Collected data →
□ □ □ □ □ □ □
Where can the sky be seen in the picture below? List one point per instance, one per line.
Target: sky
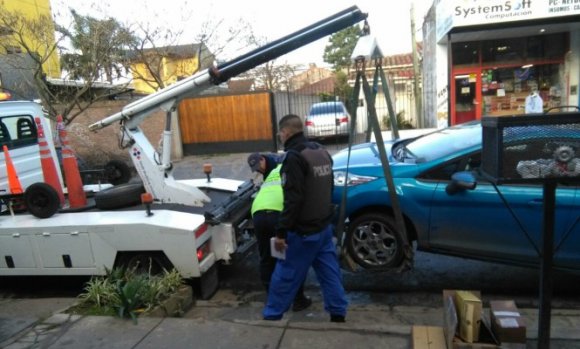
(389, 19)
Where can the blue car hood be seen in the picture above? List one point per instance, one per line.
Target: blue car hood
(362, 155)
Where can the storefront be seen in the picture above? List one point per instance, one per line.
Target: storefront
(500, 58)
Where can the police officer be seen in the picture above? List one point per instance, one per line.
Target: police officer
(265, 212)
(304, 230)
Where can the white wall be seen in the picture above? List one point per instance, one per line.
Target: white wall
(573, 68)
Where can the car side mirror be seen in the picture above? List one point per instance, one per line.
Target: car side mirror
(460, 181)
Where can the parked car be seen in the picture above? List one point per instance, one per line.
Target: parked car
(327, 119)
(448, 206)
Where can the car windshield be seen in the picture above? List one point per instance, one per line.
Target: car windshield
(444, 142)
(330, 108)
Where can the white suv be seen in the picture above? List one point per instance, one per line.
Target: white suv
(327, 119)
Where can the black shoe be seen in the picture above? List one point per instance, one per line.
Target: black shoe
(337, 318)
(301, 303)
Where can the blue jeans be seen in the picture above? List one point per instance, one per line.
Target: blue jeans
(318, 251)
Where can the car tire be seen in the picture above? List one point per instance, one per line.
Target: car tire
(373, 242)
(41, 200)
(119, 196)
(117, 172)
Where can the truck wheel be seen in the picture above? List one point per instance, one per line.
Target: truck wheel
(119, 196)
(117, 172)
(41, 200)
(208, 283)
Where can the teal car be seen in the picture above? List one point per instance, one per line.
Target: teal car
(448, 206)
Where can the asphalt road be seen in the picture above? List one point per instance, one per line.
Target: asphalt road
(420, 286)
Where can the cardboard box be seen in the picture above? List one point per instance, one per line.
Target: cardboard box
(469, 309)
(450, 319)
(428, 337)
(506, 322)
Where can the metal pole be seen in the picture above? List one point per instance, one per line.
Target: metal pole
(546, 278)
(416, 73)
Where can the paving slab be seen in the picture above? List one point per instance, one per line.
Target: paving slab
(105, 332)
(300, 339)
(12, 326)
(40, 308)
(200, 334)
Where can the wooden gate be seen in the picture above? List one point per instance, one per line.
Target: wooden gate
(228, 124)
□ □ □ □ □ □ □
INSTRUCTIONS FOR THE TASK → In the data above, find the line with "Where can the metal" and the line with "Where can the paving". Retype both, plus every line between them, exactly.

SOLUTION →
Where can the metal pole be seen in the picture above? List one point per instance, one per line.
Target: metal pole
(546, 278)
(416, 73)
Where can the paving slab be seen in the picture above? List one point per instance, one per line.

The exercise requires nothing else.